Rewrite the stretch of data from its first line through the line containing "[[[50,149],[117,152],[117,100],[41,98]]]", with "cabinet" replaced by "cupboard" and nothing else changed.

[start]

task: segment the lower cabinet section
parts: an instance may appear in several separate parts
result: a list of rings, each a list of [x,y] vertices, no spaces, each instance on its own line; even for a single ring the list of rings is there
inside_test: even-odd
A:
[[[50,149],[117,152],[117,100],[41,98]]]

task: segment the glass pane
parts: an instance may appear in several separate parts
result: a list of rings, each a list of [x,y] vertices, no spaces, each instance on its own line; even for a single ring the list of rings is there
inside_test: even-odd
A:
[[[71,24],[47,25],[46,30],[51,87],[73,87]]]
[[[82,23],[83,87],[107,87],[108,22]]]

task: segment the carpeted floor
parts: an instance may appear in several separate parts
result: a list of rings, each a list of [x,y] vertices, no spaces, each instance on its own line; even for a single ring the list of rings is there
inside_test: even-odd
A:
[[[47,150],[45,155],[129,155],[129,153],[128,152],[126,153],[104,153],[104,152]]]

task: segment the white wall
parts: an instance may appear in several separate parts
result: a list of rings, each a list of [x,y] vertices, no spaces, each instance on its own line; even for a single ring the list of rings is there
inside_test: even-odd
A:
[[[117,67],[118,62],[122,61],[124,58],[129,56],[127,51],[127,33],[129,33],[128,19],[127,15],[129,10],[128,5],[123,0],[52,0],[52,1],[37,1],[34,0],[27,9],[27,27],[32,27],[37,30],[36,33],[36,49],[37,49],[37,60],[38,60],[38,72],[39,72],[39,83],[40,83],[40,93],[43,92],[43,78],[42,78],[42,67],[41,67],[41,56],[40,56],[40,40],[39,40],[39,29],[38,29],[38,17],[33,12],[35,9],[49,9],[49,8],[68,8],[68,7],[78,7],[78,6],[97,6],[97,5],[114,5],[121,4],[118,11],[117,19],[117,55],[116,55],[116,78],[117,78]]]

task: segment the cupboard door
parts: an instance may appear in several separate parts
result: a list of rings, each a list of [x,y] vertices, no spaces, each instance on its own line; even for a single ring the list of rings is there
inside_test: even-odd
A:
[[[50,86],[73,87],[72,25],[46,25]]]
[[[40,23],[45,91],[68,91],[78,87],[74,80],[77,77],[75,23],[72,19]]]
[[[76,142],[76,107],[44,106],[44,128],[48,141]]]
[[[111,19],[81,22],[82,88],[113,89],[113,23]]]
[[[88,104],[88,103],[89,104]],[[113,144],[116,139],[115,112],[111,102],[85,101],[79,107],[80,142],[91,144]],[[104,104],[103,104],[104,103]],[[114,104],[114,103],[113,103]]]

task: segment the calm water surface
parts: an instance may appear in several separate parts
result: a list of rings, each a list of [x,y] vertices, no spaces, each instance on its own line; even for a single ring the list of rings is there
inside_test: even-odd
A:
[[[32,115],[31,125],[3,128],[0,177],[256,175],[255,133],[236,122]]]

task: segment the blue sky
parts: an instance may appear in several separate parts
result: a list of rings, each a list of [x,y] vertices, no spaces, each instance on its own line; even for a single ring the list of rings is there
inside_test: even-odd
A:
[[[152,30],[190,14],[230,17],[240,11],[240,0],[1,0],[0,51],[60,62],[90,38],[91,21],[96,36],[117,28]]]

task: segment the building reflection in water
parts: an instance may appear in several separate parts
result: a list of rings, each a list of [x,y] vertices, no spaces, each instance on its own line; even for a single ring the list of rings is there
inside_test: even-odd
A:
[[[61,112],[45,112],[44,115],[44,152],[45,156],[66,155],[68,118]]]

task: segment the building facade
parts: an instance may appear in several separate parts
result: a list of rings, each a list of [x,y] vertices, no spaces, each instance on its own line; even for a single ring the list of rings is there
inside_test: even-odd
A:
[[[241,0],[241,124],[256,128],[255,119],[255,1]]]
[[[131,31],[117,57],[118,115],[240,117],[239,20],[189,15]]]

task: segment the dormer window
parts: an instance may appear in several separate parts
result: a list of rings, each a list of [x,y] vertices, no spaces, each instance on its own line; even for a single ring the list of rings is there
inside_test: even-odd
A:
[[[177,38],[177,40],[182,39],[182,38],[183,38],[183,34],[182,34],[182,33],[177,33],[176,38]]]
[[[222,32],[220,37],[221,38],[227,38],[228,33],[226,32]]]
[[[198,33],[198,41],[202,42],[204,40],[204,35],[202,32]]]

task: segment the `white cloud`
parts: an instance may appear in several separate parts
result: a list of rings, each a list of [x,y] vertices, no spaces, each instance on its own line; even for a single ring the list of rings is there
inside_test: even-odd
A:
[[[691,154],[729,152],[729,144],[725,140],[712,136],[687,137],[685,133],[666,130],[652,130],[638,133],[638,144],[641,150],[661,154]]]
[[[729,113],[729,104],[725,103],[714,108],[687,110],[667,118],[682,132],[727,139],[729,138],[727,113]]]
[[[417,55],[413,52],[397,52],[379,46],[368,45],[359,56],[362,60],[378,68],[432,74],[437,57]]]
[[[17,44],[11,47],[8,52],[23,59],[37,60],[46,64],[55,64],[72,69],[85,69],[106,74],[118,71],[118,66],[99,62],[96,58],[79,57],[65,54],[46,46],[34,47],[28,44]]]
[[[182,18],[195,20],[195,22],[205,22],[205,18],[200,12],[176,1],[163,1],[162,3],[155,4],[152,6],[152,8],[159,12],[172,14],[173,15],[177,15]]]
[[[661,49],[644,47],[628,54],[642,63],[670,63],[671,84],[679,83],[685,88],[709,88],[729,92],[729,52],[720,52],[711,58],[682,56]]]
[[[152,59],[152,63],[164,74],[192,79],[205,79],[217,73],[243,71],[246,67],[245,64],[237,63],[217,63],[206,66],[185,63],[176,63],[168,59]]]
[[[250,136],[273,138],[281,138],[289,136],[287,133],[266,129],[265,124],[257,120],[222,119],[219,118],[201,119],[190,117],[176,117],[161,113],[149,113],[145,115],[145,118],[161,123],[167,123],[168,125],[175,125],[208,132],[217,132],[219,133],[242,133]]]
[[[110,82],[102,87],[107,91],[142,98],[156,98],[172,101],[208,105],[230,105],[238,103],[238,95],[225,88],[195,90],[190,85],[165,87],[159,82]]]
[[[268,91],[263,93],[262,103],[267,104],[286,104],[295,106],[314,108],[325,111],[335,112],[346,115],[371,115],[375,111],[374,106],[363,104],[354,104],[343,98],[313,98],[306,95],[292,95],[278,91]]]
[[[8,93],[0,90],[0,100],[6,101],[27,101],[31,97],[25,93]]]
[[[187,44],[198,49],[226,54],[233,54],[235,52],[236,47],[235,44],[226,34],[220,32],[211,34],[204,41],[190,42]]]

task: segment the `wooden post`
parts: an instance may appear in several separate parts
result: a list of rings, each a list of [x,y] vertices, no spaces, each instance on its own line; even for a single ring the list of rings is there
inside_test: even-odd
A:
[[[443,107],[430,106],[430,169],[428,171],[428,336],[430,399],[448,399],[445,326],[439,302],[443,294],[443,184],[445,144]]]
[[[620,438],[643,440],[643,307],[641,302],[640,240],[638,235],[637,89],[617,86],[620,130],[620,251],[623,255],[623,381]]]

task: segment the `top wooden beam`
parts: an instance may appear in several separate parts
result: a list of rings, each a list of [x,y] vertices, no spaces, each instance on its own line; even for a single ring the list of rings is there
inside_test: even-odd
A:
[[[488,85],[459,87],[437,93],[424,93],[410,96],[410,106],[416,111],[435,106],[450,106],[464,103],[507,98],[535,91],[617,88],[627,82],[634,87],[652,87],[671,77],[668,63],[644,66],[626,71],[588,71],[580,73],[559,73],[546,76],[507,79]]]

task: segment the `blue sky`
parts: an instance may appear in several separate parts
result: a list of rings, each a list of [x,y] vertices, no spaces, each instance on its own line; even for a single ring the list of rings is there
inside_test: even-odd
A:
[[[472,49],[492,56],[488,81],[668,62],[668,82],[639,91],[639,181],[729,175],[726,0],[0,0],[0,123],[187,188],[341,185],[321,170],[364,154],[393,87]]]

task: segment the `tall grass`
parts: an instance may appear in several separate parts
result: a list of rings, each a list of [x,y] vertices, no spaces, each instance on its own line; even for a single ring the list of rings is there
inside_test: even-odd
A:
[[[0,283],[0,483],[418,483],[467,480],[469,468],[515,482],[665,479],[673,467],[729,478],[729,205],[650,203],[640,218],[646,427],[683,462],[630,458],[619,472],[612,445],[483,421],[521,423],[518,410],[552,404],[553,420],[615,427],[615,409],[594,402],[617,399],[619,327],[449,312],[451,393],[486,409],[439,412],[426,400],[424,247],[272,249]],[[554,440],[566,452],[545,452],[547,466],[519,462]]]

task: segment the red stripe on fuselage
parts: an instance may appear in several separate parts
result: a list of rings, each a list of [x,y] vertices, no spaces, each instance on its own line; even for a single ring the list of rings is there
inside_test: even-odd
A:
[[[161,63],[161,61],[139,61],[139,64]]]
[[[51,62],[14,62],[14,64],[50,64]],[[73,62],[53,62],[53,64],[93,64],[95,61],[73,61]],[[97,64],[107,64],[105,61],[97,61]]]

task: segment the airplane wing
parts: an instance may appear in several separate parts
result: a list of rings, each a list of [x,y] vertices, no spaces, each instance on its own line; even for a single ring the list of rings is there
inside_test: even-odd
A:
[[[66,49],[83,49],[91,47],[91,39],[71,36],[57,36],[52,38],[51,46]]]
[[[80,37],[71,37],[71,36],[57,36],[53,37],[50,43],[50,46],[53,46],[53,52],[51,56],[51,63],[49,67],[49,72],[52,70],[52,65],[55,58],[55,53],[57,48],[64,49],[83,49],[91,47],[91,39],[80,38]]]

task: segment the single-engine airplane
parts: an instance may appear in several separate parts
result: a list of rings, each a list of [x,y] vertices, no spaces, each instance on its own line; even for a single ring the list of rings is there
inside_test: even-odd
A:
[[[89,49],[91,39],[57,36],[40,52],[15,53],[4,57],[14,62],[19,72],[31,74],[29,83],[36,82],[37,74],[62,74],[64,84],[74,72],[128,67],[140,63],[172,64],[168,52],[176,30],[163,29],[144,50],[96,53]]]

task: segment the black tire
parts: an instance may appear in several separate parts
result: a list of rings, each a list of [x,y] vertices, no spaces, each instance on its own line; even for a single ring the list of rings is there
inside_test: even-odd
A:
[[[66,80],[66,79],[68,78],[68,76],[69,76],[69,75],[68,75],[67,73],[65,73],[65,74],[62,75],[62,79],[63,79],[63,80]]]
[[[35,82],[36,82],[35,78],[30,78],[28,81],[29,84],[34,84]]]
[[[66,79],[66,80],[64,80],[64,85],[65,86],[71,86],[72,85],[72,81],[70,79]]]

[end]

SOLVED PROBLEM:
task: segment the lower cupboard section
parts: an instance may appear in several separate parts
result: a list of rings, each a list of [x,y] vertices, no spaces, each instance on its own line; even for a single ring the list of rings is there
inside_test: even-odd
A:
[[[50,149],[117,152],[117,100],[41,98]]]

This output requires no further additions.